◆ **TASK DESCRIPTION**
Each line of the material below is to be written out exactly. Leave out any picture.

◆ **DATA FOR PROCESSING**

● ● ● ● ● ● ●

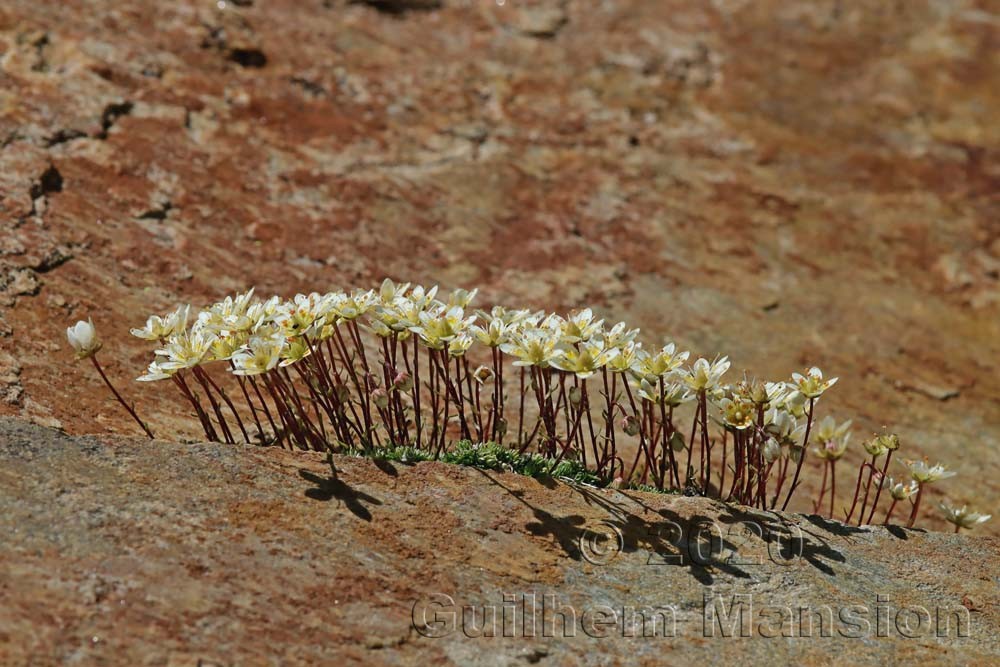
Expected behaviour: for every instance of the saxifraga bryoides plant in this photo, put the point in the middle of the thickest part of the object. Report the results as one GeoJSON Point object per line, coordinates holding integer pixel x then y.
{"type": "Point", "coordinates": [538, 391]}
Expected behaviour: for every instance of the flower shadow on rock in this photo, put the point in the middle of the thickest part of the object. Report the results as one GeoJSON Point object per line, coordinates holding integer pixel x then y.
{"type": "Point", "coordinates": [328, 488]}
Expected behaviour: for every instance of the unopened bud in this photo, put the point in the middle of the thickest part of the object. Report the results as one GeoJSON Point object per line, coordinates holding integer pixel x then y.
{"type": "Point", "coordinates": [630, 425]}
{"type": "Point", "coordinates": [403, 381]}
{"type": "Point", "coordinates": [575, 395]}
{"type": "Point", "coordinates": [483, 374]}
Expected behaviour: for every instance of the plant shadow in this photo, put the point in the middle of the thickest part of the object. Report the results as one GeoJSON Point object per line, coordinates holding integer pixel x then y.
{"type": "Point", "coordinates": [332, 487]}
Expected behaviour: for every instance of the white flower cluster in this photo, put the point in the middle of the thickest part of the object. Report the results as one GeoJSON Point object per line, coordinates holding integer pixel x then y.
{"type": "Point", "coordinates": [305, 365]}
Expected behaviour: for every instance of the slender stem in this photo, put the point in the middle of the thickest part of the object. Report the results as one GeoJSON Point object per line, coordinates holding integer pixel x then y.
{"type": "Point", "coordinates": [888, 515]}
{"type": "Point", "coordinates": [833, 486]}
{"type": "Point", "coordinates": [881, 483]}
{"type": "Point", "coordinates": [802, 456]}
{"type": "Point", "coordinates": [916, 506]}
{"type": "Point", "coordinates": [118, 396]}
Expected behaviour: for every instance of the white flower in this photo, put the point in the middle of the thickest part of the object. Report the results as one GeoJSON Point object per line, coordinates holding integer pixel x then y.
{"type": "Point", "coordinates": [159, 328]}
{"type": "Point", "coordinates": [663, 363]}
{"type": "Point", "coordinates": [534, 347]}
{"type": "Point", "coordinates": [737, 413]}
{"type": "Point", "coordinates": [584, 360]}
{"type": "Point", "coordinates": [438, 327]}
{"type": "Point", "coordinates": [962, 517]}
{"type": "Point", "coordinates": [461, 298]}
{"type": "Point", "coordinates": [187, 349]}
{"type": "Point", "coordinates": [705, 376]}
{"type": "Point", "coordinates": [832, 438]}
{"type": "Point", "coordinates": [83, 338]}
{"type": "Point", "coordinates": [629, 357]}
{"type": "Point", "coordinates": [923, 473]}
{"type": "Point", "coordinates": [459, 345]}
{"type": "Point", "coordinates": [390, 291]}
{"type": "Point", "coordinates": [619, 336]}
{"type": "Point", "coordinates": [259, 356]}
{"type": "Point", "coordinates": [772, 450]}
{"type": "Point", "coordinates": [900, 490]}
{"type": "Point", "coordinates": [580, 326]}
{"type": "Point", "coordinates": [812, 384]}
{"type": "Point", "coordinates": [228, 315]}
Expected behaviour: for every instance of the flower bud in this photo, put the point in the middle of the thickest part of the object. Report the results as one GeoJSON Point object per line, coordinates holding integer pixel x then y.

● ● ● ● ● ● ●

◆ **RESPONSE**
Expected behaviour: for every instance of the saxifraga bryoides plant in this photo, put the point in the middle of the thickest part of the object. Report the results as one GeoJSON Point object per line, coordinates holding integer pixel x then y.
{"type": "Point", "coordinates": [538, 391]}
Expected behaviour: for every instance of the flower shadow on rock in this photo, put the point in the middle of the thickest part of the object. Report the results as one GeoJSON Point object per line, coordinates holding integer pixel x then y.
{"type": "Point", "coordinates": [328, 488]}
Expected behaviour: for every instance of the unopened bud in this photo, put the point in the middle of the thickest part of the object. Report the results as one GeoJSON Point object per line, coordinates holding integer pixel x then y.
{"type": "Point", "coordinates": [630, 425]}
{"type": "Point", "coordinates": [403, 381]}
{"type": "Point", "coordinates": [575, 395]}
{"type": "Point", "coordinates": [483, 374]}
Expected behaviour: for every instance of the plant shadow in this photo, put the point in the middle of the thickest part of the object. Report the results as one GeoJSON Point object per line, coordinates holding integer pixel x then y.
{"type": "Point", "coordinates": [332, 487]}
Expected behaviour: for every instance of the white flower cluster in this photo, put the point in the middle of the thickest part of the object. Report the results as one GeoJSON Point object per line, coordinates holding integer pixel x then y.
{"type": "Point", "coordinates": [305, 365]}
Expected behaviour: for every instance of the slender stem in this photo, put the point in the middle of the thickest part of the object. Report the results as one GeoJSON Point object per line, coordinates holding integer pixel x then y.
{"type": "Point", "coordinates": [888, 515]}
{"type": "Point", "coordinates": [833, 486]}
{"type": "Point", "coordinates": [881, 483]}
{"type": "Point", "coordinates": [802, 456]}
{"type": "Point", "coordinates": [916, 506]}
{"type": "Point", "coordinates": [118, 396]}
Expected behaviour: for every instance of the white flower in this photo, put the point in the middle of the thickest part of the object. Report the results as one GeoJSON Point object per line, coordinates holding integer pixel x then y.
{"type": "Point", "coordinates": [159, 328]}
{"type": "Point", "coordinates": [663, 363]}
{"type": "Point", "coordinates": [534, 347]}
{"type": "Point", "coordinates": [737, 413]}
{"type": "Point", "coordinates": [584, 360]}
{"type": "Point", "coordinates": [438, 327]}
{"type": "Point", "coordinates": [962, 517]}
{"type": "Point", "coordinates": [461, 298]}
{"type": "Point", "coordinates": [187, 349]}
{"type": "Point", "coordinates": [705, 376]}
{"type": "Point", "coordinates": [832, 438]}
{"type": "Point", "coordinates": [83, 338]}
{"type": "Point", "coordinates": [629, 357]}
{"type": "Point", "coordinates": [923, 473]}
{"type": "Point", "coordinates": [459, 345]}
{"type": "Point", "coordinates": [390, 291]}
{"type": "Point", "coordinates": [619, 336]}
{"type": "Point", "coordinates": [259, 356]}
{"type": "Point", "coordinates": [772, 450]}
{"type": "Point", "coordinates": [900, 490]}
{"type": "Point", "coordinates": [580, 326]}
{"type": "Point", "coordinates": [812, 384]}
{"type": "Point", "coordinates": [228, 315]}
Expected behaviour: for every instance of the flower bud in this photo, put the point in the middle of the thickest part of the object. Report the results as one GeoJSON Point object per line, coordinates holding integer pixel x then y.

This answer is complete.